▶ _To-do item_: In the forum thread about alternatives to frosted glass, repeat word for word everything from "That's strange, have" down to "Post a picture.".

▶ _Excerpted passage_:
# Alternative for frosted glass?



## kwikfishron (Mar 11, 2010)

firsttimeremode said:


> Nobody in my area carries frosted glass


That's strange, have you called a local glass/glazing shop? If they don't have it they can certainly get it in short order.

Frosted Glass is also known as Obscure Glass.


----------



## joecaption (Nov 30, 2011)

Post a picture.
It's going to be a real pain to even try and transport and handle piece that narrow with out breaking it.
I think I'd go with tempered glass or Lexan and just use some stick on frosting. It comes in rolls.


----------



## firsttimeremode (Jul 19, 2012)

Kwikfishron: I called every glass shop in every town i have a phone book for. Nobody carries it and for them to order it would be way outrageous prices. i ordered normal glass to fix the other windows and paid 121, for the frosted it would cost 136 plus freight and tax, final cost over 200.

Joecaption: i intended to use tempered glass but somehow it is even more expensive than the frosted because they also have to order it. i just dont have that much. I know it will be a pain to handle a thin piece like that, so im looking for any other option i can use to fill these holes against the rain. 

How about repairing the glass? Is there any way to just put something in the hole for now and caulk it against the rain? i put some trash bag plastic over it for now, but the first big windstorm ripped it right off, so it did no good.


----------



## firsttimeremode (Jul 19, 2012)

i will try to post some photos of it online tonight, after i get home so i can take some photos of it.


----------



## firsttimeremode (Jul 19, 2012)

*pic*

OK, i have some pics of the shorter piece by the front door, i couldnt get a good one of the 6' pieces


----------



## Thurman (Feb 9, 2009)

My son was "fixing up" an older 1921 built house some years ago that had two large windows in the master bath. My DIL could not accept the fact that someone just might be able to see into those windows after dark with inside lights on. We found a kit at one of our two local glass shops much like window tint but is frosted. You apply it just as you would window tint and it give the frosted look without having to replace the glass. A bit expensive but looked really good.

▶ _Exercise data_:
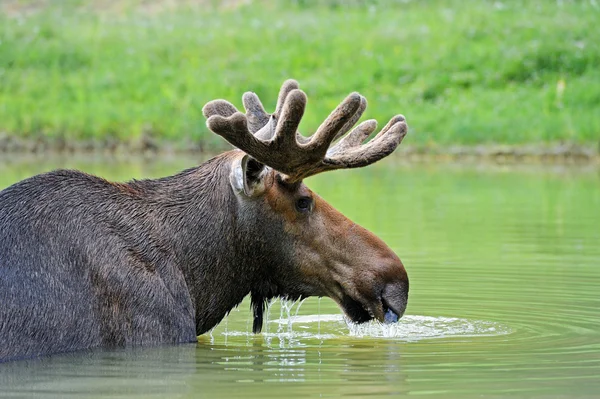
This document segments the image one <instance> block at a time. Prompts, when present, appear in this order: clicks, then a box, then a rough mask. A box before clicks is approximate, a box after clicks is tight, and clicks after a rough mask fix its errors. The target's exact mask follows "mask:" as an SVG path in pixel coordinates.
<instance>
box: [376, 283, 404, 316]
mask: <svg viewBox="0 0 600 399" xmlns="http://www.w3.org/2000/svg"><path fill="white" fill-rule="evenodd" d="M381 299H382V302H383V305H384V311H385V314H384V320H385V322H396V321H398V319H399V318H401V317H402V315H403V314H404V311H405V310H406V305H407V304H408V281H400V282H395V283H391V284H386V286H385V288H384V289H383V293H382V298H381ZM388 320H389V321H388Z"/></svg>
---
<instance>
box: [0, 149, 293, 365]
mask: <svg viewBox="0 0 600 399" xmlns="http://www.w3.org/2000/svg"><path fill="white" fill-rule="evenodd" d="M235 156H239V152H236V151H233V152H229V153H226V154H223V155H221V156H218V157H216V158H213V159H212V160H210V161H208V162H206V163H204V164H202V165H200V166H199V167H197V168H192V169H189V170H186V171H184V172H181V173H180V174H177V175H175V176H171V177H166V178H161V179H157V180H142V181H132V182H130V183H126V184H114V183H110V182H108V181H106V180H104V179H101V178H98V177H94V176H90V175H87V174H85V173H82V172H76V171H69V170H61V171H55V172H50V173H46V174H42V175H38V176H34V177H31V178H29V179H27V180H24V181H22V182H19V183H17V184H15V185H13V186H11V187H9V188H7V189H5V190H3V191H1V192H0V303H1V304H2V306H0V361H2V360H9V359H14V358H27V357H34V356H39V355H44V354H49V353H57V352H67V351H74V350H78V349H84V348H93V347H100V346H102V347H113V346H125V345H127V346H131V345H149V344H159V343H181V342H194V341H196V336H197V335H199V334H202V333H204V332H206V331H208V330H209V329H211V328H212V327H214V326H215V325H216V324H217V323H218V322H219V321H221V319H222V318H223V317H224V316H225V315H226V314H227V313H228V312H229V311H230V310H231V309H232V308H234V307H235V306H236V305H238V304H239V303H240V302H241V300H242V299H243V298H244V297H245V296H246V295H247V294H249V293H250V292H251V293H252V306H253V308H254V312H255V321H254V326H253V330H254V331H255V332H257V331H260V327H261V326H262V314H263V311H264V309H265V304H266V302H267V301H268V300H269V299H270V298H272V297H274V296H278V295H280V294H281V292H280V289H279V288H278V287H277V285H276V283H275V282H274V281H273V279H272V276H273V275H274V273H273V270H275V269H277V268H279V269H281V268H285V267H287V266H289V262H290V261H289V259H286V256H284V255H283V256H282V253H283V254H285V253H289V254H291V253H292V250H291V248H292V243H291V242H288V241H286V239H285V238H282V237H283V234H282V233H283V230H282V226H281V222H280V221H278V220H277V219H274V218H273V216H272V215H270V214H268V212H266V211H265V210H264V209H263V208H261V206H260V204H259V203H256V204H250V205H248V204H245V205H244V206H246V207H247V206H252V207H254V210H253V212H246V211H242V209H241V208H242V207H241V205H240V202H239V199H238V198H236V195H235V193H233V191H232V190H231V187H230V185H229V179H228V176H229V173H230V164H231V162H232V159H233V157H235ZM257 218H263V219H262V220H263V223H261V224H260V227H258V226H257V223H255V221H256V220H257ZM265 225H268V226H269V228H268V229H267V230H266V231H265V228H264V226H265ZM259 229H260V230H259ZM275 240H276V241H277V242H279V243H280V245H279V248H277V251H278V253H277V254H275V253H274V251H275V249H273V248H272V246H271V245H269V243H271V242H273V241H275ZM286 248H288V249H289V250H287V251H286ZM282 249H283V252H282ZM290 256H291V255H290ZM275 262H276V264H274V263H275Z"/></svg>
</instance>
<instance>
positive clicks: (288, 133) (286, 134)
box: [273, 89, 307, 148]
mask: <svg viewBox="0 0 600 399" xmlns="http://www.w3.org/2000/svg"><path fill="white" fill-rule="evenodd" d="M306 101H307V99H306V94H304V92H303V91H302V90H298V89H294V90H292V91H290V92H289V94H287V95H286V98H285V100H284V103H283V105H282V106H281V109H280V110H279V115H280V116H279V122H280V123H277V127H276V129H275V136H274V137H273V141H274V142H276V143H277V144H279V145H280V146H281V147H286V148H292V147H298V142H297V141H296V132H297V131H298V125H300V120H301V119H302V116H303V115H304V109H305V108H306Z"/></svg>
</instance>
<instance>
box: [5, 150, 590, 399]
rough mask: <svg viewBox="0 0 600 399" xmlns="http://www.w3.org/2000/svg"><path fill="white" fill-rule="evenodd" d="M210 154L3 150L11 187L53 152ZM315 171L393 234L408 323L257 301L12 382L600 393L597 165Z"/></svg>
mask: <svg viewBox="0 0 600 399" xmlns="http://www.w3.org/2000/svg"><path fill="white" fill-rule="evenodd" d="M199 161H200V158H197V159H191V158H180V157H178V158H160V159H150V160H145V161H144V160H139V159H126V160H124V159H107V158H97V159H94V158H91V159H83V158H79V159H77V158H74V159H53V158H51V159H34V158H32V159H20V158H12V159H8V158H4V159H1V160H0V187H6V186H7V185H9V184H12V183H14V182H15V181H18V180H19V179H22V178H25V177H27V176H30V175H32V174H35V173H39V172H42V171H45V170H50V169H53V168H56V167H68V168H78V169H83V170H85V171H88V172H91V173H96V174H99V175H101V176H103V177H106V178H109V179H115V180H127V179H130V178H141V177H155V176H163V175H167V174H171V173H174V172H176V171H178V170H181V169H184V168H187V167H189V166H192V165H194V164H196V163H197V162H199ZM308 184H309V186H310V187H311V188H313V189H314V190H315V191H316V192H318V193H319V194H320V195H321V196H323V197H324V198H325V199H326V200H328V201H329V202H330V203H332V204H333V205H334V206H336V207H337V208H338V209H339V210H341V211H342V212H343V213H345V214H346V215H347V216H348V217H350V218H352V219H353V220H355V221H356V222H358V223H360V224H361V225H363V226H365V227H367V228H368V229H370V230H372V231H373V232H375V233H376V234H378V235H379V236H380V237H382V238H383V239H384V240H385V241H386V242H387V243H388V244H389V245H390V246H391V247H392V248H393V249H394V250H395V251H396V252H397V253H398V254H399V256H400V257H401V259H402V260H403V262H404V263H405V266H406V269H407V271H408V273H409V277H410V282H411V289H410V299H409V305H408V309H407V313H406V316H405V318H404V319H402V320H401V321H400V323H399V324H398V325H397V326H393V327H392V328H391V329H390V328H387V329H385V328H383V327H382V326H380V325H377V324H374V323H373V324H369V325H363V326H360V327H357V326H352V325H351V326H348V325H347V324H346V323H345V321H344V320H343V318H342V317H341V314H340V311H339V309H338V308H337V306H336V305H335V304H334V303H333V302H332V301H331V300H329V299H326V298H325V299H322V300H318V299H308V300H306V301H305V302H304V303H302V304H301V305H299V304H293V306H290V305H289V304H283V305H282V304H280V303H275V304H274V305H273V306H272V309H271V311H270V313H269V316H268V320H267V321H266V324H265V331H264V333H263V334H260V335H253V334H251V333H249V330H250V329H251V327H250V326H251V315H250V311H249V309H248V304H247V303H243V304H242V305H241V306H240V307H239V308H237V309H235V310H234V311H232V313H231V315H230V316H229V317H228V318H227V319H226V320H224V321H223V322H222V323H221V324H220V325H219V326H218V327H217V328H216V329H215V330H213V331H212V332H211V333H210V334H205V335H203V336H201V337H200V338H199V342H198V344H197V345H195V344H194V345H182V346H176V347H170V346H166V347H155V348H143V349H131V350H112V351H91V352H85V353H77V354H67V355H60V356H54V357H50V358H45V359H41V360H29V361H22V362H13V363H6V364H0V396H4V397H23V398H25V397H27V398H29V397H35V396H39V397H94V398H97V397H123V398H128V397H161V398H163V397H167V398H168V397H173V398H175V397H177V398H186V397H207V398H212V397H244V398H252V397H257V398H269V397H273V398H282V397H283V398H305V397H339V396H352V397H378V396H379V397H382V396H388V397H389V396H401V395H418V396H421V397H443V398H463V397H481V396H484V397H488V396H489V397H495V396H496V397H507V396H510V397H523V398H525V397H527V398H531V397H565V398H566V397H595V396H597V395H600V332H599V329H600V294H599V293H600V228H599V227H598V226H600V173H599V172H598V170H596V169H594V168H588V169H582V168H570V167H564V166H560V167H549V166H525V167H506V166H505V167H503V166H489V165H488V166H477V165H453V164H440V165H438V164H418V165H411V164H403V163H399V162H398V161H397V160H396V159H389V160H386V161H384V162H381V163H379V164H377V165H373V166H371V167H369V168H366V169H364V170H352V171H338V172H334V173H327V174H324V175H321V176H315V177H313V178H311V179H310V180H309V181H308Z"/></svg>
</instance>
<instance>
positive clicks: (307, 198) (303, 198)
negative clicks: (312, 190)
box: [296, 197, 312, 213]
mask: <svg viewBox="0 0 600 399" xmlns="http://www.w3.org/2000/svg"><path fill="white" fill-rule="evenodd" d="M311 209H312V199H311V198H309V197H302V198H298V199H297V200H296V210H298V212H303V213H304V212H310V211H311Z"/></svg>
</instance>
--
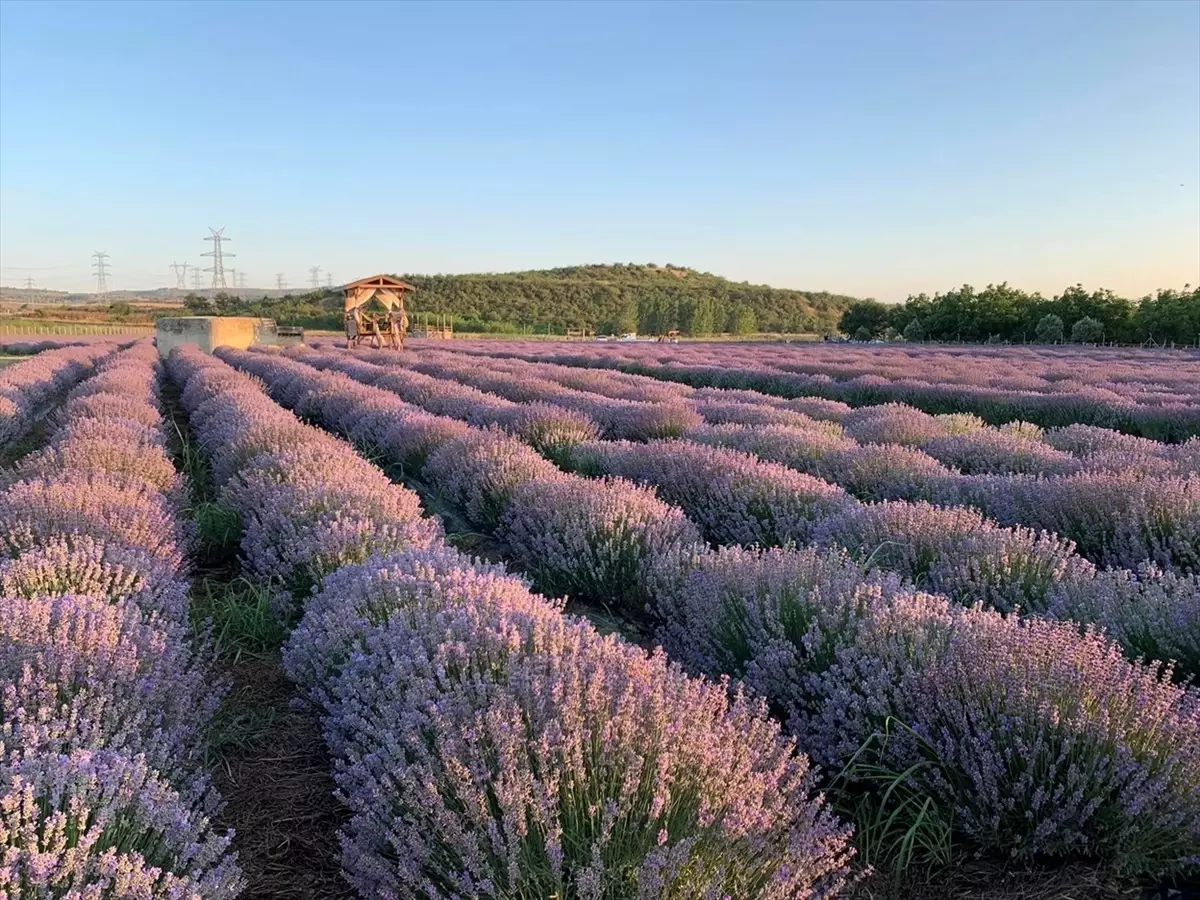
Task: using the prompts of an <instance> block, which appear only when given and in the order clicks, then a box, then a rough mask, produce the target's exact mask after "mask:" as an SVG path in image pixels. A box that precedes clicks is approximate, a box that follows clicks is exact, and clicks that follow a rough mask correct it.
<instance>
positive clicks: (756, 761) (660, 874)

▶ _Exercise answer_:
That's strange, have you called a local glass/glazing shop? If they don't have it they can certainly get it in short order.

Frosted Glass is also known as Obscure Glass.


----------



## joecaption (Nov 30, 2011)

Post a picture.